* _Task to complete_
Put the data from the line with "Confirm that each instance of the player in yellow" up to and including the line with "362], [6, 470]]" into a numbered list, leaving out any blank lines.

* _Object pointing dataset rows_
= = = = = = =
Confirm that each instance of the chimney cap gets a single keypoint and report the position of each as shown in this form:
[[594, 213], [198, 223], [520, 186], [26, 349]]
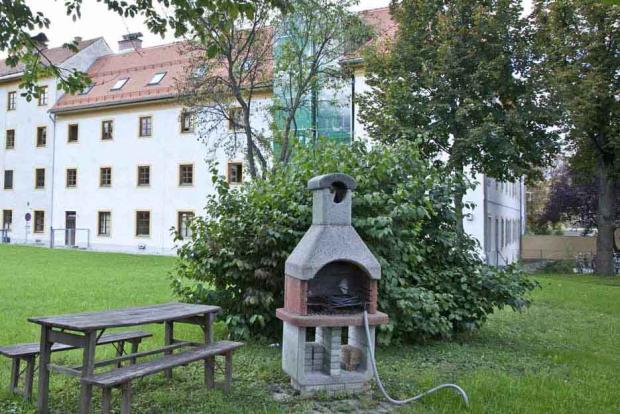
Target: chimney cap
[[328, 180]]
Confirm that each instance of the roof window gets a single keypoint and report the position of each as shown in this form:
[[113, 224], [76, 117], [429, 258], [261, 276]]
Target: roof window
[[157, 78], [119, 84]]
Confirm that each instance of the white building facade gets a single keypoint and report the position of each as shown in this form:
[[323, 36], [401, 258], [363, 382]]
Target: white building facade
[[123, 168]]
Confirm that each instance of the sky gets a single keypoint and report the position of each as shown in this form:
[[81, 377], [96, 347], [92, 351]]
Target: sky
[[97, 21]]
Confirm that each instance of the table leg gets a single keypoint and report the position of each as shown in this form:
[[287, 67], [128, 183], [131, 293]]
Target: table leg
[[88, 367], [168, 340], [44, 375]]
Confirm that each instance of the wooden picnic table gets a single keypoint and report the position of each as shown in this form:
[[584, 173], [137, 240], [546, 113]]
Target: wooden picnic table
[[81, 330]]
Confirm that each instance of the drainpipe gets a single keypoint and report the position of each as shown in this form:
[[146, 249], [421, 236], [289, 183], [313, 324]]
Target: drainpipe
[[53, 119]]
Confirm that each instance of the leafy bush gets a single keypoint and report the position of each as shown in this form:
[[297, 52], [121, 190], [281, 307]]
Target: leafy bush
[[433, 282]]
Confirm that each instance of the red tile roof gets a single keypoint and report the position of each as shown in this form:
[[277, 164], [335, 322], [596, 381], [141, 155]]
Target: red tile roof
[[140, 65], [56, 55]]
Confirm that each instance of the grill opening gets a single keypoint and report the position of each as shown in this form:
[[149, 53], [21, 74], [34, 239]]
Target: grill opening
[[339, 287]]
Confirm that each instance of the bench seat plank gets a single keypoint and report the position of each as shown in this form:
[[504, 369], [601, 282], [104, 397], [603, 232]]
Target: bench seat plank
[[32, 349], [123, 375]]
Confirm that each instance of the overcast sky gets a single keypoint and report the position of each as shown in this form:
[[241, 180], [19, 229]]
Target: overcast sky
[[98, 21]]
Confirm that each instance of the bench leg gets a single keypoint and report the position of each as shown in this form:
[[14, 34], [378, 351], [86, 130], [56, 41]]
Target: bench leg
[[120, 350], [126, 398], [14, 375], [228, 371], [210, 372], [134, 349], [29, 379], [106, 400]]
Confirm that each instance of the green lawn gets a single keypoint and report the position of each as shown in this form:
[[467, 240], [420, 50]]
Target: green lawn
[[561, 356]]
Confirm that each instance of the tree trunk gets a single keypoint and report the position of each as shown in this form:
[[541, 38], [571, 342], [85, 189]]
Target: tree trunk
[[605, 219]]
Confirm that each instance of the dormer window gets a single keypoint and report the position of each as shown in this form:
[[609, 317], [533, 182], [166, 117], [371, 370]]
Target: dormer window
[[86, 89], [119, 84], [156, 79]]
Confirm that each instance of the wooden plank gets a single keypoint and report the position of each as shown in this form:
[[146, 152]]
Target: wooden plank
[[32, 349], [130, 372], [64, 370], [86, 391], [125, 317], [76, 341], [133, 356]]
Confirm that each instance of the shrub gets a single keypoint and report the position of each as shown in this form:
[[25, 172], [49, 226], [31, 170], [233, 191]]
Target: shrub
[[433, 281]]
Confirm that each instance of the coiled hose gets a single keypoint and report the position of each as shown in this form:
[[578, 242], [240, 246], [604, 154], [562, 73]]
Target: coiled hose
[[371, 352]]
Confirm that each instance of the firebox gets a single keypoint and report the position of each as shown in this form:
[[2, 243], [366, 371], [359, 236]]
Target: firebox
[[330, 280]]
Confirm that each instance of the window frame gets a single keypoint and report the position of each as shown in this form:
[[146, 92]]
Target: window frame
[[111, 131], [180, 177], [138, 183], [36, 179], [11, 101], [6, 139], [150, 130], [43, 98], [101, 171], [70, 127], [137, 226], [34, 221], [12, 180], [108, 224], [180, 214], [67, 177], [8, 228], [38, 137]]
= = = = = = =
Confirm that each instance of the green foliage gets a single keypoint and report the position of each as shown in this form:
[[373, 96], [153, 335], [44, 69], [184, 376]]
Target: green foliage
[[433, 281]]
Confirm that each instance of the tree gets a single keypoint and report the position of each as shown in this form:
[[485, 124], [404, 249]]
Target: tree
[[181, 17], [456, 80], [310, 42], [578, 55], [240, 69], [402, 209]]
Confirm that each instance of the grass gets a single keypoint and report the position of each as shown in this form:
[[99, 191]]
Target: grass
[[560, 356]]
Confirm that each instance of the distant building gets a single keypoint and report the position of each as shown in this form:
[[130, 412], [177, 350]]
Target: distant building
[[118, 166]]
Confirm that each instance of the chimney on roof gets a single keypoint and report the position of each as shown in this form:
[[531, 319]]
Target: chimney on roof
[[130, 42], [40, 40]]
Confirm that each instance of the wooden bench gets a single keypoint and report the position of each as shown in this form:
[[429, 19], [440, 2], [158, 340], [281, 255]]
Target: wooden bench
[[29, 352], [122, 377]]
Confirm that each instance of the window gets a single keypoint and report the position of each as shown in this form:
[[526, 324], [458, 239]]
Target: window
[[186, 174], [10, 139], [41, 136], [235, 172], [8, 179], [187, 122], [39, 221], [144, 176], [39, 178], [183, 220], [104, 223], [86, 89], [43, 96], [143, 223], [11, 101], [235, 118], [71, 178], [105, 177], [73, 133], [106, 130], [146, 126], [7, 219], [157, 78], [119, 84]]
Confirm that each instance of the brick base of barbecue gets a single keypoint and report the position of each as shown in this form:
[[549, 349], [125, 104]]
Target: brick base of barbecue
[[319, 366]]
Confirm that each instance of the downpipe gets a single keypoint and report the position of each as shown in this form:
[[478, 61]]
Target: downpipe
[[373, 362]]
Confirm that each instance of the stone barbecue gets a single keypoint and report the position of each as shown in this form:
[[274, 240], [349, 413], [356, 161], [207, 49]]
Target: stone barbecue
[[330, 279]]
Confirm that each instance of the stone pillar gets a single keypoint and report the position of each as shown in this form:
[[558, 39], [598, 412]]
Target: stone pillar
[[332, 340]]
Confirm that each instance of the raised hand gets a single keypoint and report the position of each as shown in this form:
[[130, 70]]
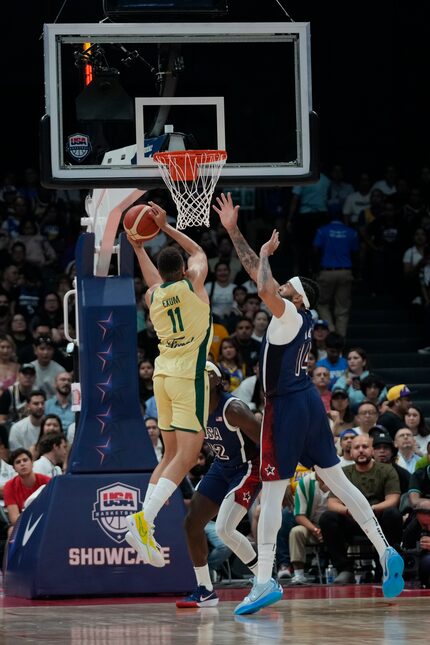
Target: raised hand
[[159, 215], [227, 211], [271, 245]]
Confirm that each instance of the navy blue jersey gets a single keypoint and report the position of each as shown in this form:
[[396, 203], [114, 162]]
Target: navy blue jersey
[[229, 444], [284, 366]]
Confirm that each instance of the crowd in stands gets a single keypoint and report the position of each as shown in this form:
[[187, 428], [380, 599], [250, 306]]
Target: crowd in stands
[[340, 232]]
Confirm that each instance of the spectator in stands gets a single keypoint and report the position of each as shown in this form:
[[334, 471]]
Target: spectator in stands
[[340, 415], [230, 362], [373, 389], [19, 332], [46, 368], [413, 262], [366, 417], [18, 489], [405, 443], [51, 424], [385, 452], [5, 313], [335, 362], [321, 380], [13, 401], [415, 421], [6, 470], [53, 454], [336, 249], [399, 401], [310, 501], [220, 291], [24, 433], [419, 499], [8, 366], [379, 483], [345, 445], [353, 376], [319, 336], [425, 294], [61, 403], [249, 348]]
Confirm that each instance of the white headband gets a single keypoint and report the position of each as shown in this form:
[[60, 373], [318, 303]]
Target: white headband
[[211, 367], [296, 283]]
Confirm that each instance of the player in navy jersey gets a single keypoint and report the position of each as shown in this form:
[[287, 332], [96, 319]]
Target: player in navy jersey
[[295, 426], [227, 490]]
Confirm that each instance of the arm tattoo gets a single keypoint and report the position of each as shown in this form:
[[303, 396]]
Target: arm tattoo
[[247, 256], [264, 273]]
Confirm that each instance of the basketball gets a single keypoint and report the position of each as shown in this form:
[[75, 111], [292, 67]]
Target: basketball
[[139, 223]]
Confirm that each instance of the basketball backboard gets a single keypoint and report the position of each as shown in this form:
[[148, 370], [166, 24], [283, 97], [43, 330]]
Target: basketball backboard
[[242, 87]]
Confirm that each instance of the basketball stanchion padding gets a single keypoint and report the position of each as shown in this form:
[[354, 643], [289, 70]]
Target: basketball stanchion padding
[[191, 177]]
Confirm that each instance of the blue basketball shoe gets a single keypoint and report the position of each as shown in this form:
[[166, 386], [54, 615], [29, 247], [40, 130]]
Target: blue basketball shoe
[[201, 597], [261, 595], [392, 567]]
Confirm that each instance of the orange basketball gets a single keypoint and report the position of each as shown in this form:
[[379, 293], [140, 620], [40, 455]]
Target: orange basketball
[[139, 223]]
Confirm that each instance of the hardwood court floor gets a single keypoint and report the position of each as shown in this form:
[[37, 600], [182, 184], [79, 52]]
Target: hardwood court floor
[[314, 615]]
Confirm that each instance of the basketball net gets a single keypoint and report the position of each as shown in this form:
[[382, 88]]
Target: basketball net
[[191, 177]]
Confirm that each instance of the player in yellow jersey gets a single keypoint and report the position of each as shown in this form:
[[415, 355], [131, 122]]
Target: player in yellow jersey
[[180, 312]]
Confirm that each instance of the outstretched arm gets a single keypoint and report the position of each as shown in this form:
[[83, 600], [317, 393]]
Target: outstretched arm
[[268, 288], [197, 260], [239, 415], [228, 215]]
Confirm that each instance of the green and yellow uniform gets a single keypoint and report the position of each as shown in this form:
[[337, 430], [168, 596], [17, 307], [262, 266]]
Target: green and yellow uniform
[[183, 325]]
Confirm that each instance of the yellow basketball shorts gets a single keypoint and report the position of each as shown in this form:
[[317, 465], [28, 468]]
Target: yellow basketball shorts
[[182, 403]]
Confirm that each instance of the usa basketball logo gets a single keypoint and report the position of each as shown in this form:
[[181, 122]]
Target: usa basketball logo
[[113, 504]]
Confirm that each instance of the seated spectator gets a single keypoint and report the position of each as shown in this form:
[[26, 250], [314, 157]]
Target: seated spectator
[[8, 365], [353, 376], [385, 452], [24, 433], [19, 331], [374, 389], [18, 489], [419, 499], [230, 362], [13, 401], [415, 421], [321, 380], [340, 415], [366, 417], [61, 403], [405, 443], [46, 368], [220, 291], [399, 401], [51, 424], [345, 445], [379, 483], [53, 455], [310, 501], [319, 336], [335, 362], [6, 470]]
= = = = = = =
* _Worked solution_
1. Confirm that each instance of the player in yellow jersey gets a single keypoint and report the position of each as shown in this form:
2. [[415, 355], [131, 122]]
3. Target: player in yellow jersey
4. [[180, 312]]
5. Confirm that each instance of the outstretched arm gets a single keypoint and report the position of each as shown in this form:
6. [[83, 600], [317, 393]]
7. Target: outstretched arm
8. [[268, 288], [197, 260], [239, 415], [228, 215]]
9. Confirm that each instance of the green and yellow uniform gets a single keypoint and report the position of each as shown in this form:
10. [[337, 430], [168, 596], [17, 307], [262, 266]]
11. Target: green and yellow uniform
12. [[183, 325]]
13. Confirm that each instance of the yellow basketball shorts gets a single keypoint and report the position of each as shown in this form:
14. [[317, 465], [28, 468]]
15. Target: yellow basketball shorts
16. [[182, 403]]
17. Confirm that each instance of the usa basketball logo gets a single keypoint and report the position of each as shown in this form:
18. [[181, 122]]
19. Target: usa basketball logo
20. [[113, 504]]
21. Confirm that each instance of the seated spectator gets a single keypoint and report the position of each as shown in this form:
22. [[26, 250], [314, 157]]
23. Target: seated spectator
24. [[8, 365], [353, 376], [385, 452], [24, 433], [19, 331], [374, 389], [18, 489], [419, 499], [230, 362], [13, 401], [415, 421], [321, 380], [340, 415], [366, 417], [61, 403], [405, 443], [46, 368], [220, 291], [399, 401], [51, 424], [345, 445], [379, 483], [53, 455], [310, 501], [319, 336], [335, 362], [6, 470]]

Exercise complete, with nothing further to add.